Each line that follows should be printed again exactly as it stands.
· · ·
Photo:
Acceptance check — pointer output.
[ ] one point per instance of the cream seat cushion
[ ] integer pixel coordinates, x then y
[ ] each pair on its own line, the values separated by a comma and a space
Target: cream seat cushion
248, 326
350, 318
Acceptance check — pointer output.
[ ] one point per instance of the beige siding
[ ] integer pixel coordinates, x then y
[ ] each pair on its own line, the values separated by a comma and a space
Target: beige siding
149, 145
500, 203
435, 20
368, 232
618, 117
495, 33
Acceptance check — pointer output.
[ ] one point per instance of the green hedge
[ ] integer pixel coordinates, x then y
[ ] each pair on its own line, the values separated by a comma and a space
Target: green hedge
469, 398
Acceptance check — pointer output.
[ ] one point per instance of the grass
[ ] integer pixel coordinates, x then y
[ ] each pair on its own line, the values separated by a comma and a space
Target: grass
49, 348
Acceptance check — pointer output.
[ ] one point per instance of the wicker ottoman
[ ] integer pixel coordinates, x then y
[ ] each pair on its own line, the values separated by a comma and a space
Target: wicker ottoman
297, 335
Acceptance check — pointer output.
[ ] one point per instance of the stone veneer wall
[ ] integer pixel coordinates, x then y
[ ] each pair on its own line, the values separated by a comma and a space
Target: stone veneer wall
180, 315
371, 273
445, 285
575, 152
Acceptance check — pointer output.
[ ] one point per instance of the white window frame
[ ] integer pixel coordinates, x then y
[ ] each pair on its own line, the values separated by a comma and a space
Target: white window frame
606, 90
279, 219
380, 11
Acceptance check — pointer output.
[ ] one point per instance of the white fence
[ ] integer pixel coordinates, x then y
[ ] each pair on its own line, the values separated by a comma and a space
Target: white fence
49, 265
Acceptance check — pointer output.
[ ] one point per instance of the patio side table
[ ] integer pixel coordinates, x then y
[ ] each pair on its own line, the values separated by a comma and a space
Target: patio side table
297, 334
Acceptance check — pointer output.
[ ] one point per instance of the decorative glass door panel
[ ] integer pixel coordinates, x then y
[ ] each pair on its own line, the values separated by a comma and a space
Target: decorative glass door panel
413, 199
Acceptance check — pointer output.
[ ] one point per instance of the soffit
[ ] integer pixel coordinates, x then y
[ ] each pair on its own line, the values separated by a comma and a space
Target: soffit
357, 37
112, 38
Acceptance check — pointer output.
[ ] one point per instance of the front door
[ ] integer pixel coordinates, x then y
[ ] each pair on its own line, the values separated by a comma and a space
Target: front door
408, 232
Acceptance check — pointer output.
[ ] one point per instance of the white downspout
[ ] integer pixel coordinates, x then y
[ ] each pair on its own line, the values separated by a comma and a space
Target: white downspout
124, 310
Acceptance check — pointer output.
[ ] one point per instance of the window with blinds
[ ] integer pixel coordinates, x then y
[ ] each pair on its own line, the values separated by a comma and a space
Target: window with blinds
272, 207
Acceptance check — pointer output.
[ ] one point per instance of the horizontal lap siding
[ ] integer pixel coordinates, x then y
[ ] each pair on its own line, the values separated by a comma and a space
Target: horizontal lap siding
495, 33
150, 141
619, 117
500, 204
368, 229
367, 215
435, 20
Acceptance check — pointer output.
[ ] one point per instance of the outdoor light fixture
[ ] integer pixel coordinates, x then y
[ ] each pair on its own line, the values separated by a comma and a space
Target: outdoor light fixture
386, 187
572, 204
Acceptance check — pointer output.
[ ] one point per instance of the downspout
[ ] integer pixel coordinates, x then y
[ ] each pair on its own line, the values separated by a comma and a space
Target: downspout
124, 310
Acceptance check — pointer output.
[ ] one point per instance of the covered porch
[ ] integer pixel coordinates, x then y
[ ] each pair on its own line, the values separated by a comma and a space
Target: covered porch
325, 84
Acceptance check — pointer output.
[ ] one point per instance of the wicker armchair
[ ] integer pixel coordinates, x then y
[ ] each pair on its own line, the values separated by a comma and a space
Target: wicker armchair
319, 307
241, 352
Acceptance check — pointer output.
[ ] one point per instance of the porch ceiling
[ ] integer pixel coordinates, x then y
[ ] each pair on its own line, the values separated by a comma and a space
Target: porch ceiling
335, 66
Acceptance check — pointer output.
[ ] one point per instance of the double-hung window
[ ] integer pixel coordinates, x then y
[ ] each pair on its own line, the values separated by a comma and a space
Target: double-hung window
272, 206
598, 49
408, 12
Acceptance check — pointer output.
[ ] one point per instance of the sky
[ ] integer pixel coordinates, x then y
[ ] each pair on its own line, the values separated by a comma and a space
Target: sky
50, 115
· · ·
- **The result**:
Photo:
Acceptance check — pointer output.
[ ] one point per instance of the cream seat cushion
[ ] integer pixel coordinates, x then y
[ ] each pair on its own line, the values separated by a comma and a space
Target: cream seat cushion
248, 326
350, 318
Acceptance check — pointer output.
[ ] one point per instance of the beige siding
[ ] integer pixel coordinates, x then y
[ ] each pair on its own line, the values separated by a comma and a space
Target: beige siding
149, 145
500, 203
435, 20
368, 232
618, 117
495, 33
Acceptance check — pointer output.
[ ] one point per instance of the green hedge
[ ] integer pixel coordinates, x then y
[ ] each pair on its own line, the values separated by a comma and a space
Target: green hedge
469, 398
Acceptance check — pointer output.
[ ] one point per instance of the grass
[ ] integer pixel coordinates, x then y
[ ] each pair on its own line, the values separated by a comma and a space
Target: grass
49, 348
Acceptance check — pointer output.
[ ] one point per instance of the wicker ottoman
[ ] integer pixel coordinates, x then y
[ ] each pair on its own line, the values separated by a comma and a space
Target: wicker ottoman
297, 335
Acceptance check — pointer output.
[ ] one point per instance of the stone veneer wall
[ ] integer pixel coordinates, x then y
[ ] each pair on its own line, the values separated by a comma and a space
Target: stone veneer wall
180, 315
371, 273
445, 285
575, 152
Acceptance check — pointer output.
[ ] one point per instance of the white window frame
[ ] integer pixel coordinates, x then y
[ ] each pair on its own line, the values separated by a comma and a space
Target: white window frame
606, 90
279, 219
380, 11
Acceptance check — pointer output.
[ ] one point per instance of the white fence
[ ] integer pixel coordinates, x then y
[ ] each pair on its own line, the values separated by a comma and a space
Target: white fence
49, 265
Acceptance check — pointer output.
[ ] one point per instance of the patio side table
[ ] integer pixel coordinates, x then y
[ ] each pair on its own line, the values separated by a comma and a space
Target: patio side table
297, 334
Acceptance check — pointer output.
[ ] one point per instance of the decorative glass door panel
[ ] integer pixel coordinates, x then y
[ ] each pair on its own line, the values separated by a comma and a space
Target: decorative glass door panel
413, 199
Acceptance check — pointer output.
[ ] one point per instance of the soffit
[ ] integer pixel coordinates, x then y
[ ] each pair on its own line, the values separated by a comma and a space
Target: soffit
357, 37
112, 38
Acceptance check — pointer output.
[ ] one point per instance of the front door
[ ] integer pixel coordinates, x then y
[ ] each pair on its own line, the values separated by a comma and a space
Target: front door
408, 232
Acceptance check — pointer output.
[ ] one point per instance of the white downspout
[ ] integer pixel coordinates, x then y
[ ] each pair on its own line, the values separated by a comma and a space
Target: white downspout
124, 310
Acceptance check — pointer output.
[ ] one point per instance of the window with blinds
[ ] integer pixel coordinates, x then y
[ ] each pair on its own line, the values separated by a comma and a space
Target: window with blinds
272, 207
Acceptance check — pointer output.
[ ] one point per instance of the horizontal lap siding
[ ] integer pixel coordinates, x then y
[ ] each pair on its own line, the values separated by a comma and a space
Target: horizontal lap siding
495, 33
150, 141
619, 117
500, 204
368, 229
367, 215
435, 20
Acceptance check — pointer output.
[ ] one point per instance of the outdoor light fixture
[ ] integer pixel coordinates, x then y
[ ] each pair on its own line, the values separated by a comma and a space
Target: outdoor light fixture
386, 187
572, 204
Acceptance check — pointer output.
[ ] one point per instance of the downspout
[ ] integer pixel coordinates, x then y
[ ] each pair on its own line, the values separated by a comma and a space
Target: downspout
124, 310
Acceptance check — pointer output.
[ ] one point per instance of the covered porch
[ ] integer pixel coordinates, x then y
[ ] each pair on its own line, the values separated by a comma and a space
Target: covered porch
325, 84
Acceptance check — pointer output.
[ ] one point per instance of the wicker armchair
[ ] integer pixel coordinates, x then y
[ ] each pair on its own line, the values separated by a comma and a space
Target: wicker armchair
319, 307
241, 352
Acceptance check — pointer output.
[ ] one point per instance of the porch ceiling
[ ] integer pixel coordinates, x then y
[ ] each pair on its own line, the values separated by a comma and a space
Target: porch ceiling
335, 66
Acceptance check — pointer output.
[ ] one point per instance of the double-hung window
[ ] integer pixel coordinates, x then y
[ ] each pair on its own line, the values separated by a comma and a space
Target: double-hung window
272, 206
598, 49
408, 12
Acceptance check — pointer output.
[ ] one point per instance of the sky
[ ] integer pixel coordinates, x then y
[ ] each pair on its own line, the values separated by a comma and a space
Target: sky
50, 115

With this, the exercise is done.